● DOCUMENT SEGMENT
Quayle found it both a curse and a blessing to be so constantly underestimated.  Like Roush, Bayh had agreed to a series of debates, assuming that he could easily outshine his opponent. By the end of the campaign, Bayh regretted the decision. Although not particularly articulate as a debater, Quayle exuded confidence and demonstrated his highly competitive nature. Even after this second impressive upset, however, Quayle arrived in the Senate identified as a "golden boy" who had led a "charmed life." Reinforcing this image, his name surfaced in a scandal in March 1981, when it was revealed that he and two representatives on a golfing weekend in Florida had shared a cottage with an attractive female lobbyist. Both representatives lost their seats in the next election, while Quayle lost face. He also found the transition to the Senate difficult, especially missing the afternoon basketball games in the House gym. "There aren't many senators under thirty-five with children under six," he observed (the Quayles by then had three small children). Sessions in the Senate ran late into the nights. Good advice, however, came from Senator Mark Hatfield, who took Quayle aside and said, "Look, you're young and you've got a family. Make time for them." Marilyn Quayle later commented that there was probably not another U.S. senator who rearranged his schedule to coach his sons' basketball teams.

● RECORD EXCERPTS
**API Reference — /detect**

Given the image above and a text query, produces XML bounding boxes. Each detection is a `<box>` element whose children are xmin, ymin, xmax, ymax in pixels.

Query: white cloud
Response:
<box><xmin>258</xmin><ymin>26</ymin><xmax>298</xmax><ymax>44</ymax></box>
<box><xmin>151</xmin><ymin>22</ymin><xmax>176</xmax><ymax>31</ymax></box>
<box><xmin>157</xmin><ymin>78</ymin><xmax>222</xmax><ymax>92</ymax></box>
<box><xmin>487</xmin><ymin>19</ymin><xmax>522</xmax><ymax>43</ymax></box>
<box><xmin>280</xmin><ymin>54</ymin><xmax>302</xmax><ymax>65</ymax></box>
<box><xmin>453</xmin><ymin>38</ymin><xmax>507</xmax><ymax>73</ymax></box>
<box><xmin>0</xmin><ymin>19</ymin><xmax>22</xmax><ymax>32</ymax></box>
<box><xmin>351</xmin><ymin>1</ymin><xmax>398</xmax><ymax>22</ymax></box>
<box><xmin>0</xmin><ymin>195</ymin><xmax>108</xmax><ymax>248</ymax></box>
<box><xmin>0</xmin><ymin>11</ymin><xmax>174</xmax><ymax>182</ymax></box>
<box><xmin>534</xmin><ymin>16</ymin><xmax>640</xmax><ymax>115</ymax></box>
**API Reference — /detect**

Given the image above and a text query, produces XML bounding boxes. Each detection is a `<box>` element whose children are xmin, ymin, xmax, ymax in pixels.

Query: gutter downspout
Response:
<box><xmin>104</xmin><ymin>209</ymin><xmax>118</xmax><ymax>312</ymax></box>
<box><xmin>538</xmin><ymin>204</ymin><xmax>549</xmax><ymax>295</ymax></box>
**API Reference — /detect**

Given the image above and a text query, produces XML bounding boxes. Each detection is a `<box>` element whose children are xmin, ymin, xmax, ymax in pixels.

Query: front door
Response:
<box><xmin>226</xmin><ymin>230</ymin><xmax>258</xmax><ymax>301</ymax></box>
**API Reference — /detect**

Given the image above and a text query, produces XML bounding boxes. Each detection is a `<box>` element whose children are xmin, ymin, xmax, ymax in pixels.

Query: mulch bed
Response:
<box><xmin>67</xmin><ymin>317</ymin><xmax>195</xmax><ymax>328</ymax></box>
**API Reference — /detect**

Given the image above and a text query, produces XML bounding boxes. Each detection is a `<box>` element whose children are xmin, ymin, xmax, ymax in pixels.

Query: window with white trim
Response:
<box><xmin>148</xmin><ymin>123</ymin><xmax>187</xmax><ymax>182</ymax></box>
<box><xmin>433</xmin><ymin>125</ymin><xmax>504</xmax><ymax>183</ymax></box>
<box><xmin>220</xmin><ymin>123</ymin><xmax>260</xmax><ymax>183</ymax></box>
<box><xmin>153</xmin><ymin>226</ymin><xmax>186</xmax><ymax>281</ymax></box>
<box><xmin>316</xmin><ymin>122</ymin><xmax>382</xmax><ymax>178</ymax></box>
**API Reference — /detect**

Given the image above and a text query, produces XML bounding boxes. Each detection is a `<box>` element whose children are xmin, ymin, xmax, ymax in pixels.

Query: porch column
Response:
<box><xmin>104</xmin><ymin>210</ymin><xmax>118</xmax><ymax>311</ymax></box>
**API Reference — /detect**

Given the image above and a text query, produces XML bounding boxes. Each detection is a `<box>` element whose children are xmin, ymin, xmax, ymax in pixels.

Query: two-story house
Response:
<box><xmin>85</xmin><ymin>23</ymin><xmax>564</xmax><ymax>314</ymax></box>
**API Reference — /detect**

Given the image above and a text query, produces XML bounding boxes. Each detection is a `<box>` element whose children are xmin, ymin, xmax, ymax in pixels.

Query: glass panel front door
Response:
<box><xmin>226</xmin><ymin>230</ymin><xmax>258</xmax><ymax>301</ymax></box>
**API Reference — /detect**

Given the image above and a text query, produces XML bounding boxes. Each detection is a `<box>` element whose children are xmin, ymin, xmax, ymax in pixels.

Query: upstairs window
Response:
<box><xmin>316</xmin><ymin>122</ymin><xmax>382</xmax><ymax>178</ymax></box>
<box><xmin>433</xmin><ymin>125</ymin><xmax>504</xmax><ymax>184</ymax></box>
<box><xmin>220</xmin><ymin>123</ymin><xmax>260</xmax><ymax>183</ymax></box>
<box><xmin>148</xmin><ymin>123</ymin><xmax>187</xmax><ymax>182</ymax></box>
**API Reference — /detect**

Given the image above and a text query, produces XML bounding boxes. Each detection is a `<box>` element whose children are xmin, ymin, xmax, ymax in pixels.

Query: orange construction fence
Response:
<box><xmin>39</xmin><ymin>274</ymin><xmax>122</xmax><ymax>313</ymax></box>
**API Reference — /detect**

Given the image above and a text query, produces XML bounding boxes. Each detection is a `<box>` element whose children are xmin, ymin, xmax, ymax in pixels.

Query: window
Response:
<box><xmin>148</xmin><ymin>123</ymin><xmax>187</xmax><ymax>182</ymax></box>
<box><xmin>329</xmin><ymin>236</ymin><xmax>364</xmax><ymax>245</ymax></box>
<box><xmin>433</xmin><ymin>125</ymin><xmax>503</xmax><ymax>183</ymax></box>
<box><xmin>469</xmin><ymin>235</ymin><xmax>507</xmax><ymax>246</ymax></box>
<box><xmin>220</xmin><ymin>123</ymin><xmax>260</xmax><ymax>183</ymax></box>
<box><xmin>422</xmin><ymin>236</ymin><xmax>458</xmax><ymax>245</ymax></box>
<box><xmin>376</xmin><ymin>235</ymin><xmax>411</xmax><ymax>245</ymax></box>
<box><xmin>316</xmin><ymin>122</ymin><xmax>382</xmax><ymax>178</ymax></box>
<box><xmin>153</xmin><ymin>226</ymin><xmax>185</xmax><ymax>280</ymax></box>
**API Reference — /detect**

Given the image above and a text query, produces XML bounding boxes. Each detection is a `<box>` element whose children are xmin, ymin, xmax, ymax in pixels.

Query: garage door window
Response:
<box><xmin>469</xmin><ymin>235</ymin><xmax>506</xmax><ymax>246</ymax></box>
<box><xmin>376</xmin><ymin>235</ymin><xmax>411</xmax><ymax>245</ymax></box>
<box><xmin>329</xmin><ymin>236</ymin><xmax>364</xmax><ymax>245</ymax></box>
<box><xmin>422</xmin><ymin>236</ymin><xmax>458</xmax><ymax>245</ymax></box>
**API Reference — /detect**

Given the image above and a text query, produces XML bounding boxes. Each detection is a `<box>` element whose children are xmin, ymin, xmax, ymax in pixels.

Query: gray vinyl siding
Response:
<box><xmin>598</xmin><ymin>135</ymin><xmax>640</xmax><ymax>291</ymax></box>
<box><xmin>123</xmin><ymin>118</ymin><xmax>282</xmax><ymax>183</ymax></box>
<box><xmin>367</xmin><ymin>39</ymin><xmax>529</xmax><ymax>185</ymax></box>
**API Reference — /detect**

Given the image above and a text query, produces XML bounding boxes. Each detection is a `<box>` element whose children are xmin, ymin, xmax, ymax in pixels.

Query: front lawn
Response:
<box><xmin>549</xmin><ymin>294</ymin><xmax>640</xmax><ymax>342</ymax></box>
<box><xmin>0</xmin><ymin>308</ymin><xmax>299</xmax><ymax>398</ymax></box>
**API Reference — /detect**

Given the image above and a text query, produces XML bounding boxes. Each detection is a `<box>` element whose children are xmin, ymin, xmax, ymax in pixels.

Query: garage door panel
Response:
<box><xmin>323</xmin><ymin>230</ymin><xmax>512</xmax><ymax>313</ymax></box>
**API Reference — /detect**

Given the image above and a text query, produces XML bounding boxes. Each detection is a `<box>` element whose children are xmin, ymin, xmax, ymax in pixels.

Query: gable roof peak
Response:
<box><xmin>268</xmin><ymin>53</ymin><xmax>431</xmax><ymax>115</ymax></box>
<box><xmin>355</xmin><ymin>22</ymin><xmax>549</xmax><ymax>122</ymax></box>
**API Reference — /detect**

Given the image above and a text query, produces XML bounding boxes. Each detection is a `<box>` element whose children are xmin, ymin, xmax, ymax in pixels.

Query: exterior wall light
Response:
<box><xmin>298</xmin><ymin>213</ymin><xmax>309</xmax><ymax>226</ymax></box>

● PROBLEMS
• A. According to the passage about Quayle, in what month and year did his name surface in a scandal?
• B. Decide whether each statement agrees with the passage about Quayle. Answer yes or no for each, quoting the words of the passage that settle it.
(i) Bayh was pleased by the end of the campaign that he had agreed to the debates.
(ii) Both representatives who shared the Florida cottage lost their seats in the next election.
(iii) In the Senate, Quayle missed the afternoon basketball games in the House gym.
• C. Resume the passage about Quayle, continuing after its final sentence.

● RESPONSES FOR EACH TASK
• A. March 1981.

• B.
(i) No: "By the end of the campaign, Bayh regretted the decision."
(ii) Yes: "Both representatives lost their seats in the next election"
(iii) Yes: "especially missing the afternoon basketball games in the House gym"

• C.
Building a Record in the Senate

In choosing committees, Quayle had hoped for Foreign Relations and Finance.  Instead he was assigned to Armed Services, Budget, and Labor and Human Resources. Initially, Quayle showed no interest in the Labor Committee but took it when he determined that he could achieve seniority there faster than on any other committee. In the past, freshman senators had to bide their time before they could chair a committee, but Senate reforms in the 1970s had ensured that most new senators of the majority party would chair a subcommittee. Quayle had sought to chair the Labor Committee's subcommittee on Health, but committee chairman Orrin Hatch chose that spot for himself. Instead, Quayle chaired the Employment and Productivity Subcommittee, which would handle the reauthorization of the Comprehensive Employment and Training Act (CETA). During his campaign, Quayle had criticized CETA as one of the worst examples of big government programs, yet he recognized that any jobs program would impact on the high unemployment in Indiana.

President Ronald Reagan was leading a concerted effort to trim government spending on domestic programs, particularly those identified with the welfare state. Quayle also wanted to cut government, but he had stepped up from representing a single, fairly prosperous district to serving a state with a severe unemployment crisis. "The scale of problems Gary has is so much greater than Fort Wayne," he commented. If CETA were abolished, who would help poor and unskilled workers retrain? Since the members of the slim Republican majority might not be united on this issue, Quayle sought to build a bipartisan coalition. He sidestepped the subcommittee's cantankerous ranking Democrat, Ohio Senator Howard Metzenbaum, and forged an alliance instead with Massachusetts Senator Edward M. Kennedy. When reporters asked about this pragmatic union, which flew in the face of ideological differences, Quayle replied:

They don't know who Dan Quayle is in Massachusetts. But they do know who Ted Kennedy is in Indiana. I don't think there will be any recall. Actually, the fact that the two of us would get together underscores the seriousness of the problem of unemployment, and it emphasizes our commitment.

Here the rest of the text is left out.